++++ Data records

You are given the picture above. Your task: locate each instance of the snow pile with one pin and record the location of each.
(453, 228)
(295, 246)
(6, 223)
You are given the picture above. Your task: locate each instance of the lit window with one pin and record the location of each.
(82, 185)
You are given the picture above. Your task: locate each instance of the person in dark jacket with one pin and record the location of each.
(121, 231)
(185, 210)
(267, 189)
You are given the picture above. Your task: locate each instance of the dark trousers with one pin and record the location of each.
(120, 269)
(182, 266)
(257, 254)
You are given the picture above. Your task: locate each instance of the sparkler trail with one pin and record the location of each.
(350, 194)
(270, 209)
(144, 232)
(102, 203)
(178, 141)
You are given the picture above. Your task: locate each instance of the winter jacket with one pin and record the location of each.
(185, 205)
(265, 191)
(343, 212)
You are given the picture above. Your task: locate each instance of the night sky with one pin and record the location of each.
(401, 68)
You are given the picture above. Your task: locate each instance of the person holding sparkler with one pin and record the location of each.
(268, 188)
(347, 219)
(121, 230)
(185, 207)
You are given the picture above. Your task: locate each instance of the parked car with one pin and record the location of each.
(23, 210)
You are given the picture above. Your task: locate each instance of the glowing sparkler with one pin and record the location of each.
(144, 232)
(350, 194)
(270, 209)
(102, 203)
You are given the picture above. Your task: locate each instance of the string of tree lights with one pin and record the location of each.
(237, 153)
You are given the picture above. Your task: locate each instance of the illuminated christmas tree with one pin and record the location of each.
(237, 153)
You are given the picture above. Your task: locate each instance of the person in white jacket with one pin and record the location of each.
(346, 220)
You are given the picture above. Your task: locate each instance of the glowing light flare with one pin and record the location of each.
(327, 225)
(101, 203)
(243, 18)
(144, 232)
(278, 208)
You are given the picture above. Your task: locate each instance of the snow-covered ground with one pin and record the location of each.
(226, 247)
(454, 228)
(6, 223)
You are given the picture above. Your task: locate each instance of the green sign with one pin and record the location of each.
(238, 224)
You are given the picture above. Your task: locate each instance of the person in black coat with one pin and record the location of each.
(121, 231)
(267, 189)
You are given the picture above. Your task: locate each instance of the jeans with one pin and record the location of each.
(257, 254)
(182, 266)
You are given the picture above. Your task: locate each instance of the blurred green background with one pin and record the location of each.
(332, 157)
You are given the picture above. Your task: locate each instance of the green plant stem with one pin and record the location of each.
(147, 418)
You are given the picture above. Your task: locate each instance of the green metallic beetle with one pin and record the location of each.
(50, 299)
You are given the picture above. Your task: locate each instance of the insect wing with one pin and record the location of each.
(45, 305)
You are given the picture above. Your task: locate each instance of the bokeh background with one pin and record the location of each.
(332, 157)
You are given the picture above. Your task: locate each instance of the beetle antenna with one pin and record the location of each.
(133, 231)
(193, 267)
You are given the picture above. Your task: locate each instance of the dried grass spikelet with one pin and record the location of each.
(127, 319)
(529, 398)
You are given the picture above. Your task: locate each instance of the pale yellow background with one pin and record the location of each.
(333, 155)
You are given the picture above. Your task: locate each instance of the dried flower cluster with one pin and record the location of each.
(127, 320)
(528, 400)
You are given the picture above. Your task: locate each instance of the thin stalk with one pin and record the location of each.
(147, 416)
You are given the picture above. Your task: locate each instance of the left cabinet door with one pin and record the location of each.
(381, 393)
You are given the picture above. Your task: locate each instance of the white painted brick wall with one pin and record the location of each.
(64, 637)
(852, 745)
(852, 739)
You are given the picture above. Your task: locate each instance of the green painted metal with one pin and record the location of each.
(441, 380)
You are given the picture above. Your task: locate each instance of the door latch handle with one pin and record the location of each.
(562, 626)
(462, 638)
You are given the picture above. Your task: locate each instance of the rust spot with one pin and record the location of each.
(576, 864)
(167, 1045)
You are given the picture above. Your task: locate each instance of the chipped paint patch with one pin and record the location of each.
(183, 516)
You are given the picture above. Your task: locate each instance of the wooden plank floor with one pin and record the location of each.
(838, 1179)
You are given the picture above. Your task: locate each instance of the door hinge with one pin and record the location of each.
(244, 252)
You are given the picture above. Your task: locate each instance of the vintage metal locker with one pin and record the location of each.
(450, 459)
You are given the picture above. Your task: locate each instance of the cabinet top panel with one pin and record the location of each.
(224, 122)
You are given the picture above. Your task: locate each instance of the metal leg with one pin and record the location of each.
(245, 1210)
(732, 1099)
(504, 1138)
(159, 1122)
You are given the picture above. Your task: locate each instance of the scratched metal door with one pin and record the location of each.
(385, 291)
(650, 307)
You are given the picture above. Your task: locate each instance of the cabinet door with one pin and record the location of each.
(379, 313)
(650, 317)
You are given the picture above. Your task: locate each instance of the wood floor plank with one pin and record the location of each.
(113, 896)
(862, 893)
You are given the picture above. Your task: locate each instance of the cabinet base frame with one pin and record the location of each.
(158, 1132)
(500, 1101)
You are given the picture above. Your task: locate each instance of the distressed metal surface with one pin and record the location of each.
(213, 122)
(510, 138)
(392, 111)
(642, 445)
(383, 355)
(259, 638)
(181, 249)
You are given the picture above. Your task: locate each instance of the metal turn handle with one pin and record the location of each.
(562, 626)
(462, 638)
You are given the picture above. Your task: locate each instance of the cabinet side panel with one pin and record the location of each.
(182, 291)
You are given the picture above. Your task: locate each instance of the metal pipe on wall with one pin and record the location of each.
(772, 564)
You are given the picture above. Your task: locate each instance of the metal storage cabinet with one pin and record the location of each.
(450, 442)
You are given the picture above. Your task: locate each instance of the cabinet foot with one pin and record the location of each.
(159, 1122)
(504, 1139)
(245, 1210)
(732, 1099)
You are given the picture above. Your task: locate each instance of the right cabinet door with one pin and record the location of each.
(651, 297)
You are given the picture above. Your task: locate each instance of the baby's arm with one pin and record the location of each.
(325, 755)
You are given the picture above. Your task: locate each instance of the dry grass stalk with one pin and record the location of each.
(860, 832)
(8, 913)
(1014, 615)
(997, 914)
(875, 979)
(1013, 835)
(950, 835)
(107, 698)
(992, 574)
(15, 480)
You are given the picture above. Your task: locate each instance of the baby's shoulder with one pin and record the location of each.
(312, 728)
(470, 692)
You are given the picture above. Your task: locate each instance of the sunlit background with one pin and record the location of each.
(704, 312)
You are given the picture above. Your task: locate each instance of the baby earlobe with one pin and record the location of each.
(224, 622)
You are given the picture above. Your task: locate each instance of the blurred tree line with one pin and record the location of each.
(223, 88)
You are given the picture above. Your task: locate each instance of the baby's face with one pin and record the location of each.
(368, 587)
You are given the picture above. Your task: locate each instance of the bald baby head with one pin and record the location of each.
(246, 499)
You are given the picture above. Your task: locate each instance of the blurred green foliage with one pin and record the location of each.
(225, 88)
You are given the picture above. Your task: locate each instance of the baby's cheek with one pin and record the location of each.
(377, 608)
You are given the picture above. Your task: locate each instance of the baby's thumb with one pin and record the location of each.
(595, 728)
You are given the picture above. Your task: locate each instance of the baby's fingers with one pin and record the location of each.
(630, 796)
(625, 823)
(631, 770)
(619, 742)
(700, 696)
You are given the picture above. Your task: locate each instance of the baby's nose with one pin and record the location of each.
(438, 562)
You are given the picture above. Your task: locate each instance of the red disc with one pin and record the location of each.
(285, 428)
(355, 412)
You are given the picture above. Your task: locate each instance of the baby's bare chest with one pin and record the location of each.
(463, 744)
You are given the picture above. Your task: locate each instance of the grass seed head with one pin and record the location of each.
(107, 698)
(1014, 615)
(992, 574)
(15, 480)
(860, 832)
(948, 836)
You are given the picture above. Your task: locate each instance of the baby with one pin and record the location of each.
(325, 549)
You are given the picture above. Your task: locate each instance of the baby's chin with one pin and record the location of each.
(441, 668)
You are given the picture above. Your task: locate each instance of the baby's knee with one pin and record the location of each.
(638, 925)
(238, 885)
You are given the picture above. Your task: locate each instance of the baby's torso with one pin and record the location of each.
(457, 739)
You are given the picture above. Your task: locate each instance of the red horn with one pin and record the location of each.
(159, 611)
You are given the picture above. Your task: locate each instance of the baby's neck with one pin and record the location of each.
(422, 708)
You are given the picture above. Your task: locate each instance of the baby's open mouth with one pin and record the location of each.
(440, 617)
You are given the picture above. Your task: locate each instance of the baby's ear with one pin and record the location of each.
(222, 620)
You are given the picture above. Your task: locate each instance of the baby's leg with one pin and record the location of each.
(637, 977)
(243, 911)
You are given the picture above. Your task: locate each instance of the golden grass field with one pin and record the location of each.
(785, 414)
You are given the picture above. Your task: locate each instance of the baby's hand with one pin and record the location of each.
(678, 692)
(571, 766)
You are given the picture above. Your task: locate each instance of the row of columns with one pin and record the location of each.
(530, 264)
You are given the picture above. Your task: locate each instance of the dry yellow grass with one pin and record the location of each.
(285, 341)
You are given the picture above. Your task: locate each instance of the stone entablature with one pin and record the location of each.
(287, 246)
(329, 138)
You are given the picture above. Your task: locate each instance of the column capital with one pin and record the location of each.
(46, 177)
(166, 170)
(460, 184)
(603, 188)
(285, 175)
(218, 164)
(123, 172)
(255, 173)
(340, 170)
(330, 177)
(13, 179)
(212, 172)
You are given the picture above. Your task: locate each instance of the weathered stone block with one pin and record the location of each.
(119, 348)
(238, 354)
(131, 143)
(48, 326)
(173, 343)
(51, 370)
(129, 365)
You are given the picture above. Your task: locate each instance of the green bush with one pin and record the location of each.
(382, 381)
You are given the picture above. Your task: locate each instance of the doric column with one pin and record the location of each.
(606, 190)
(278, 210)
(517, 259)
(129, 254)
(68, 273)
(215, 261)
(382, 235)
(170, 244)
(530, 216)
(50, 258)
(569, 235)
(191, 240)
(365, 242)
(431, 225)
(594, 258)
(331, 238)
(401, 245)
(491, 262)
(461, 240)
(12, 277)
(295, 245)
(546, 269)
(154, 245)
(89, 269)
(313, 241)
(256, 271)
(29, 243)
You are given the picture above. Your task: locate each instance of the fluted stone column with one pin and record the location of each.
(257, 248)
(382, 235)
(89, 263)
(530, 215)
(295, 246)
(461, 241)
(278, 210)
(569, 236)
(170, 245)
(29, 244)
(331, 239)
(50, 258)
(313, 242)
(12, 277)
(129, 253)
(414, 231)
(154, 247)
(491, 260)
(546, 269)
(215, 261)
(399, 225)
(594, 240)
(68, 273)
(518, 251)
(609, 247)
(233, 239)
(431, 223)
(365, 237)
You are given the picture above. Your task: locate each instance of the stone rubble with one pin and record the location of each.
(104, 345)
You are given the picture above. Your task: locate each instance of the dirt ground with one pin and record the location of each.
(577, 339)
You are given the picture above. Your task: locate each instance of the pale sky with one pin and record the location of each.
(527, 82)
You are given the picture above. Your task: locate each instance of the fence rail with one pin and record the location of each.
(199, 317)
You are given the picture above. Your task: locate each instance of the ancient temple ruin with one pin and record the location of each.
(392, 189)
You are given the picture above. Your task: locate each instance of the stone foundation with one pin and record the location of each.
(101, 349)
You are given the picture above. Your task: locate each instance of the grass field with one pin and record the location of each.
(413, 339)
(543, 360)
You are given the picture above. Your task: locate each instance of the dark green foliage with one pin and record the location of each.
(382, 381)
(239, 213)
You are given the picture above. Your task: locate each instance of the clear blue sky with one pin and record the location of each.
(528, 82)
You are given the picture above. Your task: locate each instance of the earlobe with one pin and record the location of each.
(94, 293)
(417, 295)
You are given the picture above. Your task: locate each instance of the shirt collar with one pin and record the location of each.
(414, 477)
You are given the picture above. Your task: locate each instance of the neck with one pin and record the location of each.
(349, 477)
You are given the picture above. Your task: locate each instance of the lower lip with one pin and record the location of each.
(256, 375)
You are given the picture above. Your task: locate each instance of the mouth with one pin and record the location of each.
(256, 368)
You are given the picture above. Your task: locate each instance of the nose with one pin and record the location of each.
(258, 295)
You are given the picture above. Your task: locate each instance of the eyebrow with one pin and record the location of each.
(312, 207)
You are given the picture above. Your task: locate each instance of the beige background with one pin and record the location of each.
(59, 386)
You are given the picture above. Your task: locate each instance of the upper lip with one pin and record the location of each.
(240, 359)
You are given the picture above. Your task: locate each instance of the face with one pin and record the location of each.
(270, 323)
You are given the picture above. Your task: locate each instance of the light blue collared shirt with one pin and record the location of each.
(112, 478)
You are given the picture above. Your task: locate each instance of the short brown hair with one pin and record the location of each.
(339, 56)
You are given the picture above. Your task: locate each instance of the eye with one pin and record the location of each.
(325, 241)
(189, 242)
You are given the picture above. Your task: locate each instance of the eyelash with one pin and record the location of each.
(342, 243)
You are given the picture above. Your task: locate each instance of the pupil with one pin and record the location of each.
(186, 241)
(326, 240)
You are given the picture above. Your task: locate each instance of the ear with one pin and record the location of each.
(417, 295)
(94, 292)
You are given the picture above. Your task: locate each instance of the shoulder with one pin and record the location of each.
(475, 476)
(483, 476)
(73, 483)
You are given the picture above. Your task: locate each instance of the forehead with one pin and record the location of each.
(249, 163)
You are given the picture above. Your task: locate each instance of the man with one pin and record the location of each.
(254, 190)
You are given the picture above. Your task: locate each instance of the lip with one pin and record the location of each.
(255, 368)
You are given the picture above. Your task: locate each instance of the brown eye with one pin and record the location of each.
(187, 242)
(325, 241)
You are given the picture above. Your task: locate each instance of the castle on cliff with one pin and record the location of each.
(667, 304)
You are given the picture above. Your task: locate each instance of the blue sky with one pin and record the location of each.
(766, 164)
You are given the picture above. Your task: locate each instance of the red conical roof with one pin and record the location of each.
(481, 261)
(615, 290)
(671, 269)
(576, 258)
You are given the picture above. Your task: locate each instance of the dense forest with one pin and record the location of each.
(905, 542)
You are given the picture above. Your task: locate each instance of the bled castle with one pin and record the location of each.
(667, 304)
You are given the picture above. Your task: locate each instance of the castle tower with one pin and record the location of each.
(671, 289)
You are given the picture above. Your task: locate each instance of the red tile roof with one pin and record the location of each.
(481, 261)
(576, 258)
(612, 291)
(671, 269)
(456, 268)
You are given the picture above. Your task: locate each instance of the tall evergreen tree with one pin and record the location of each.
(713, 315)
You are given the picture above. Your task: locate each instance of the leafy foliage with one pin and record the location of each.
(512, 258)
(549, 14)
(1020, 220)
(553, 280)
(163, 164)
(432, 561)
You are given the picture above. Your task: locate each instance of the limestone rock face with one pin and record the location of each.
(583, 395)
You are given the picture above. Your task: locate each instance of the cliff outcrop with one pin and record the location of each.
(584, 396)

++++++++

● About this exercise: All that is wanted is the set of lines from the one with "of the tall" through the last line of the entries, both included, output exactly.

● Expected answer:
You are given the picture above. Your task: locate each instance of the tall evergreen tree with one pin and record the location of each.
(713, 315)
You are given the picture above. Your task: locate each instance of the leafy foliage with one pin and record the location of each.
(512, 258)
(549, 14)
(1020, 220)
(553, 280)
(163, 164)
(432, 561)
You are given the picture above. Your task: locate each instance of the limestone rock face with one pin and record the location of each.
(583, 395)
You are given the picture above. Your task: locate each instance of the cliff outcrop with one pin and record the location of each.
(584, 396)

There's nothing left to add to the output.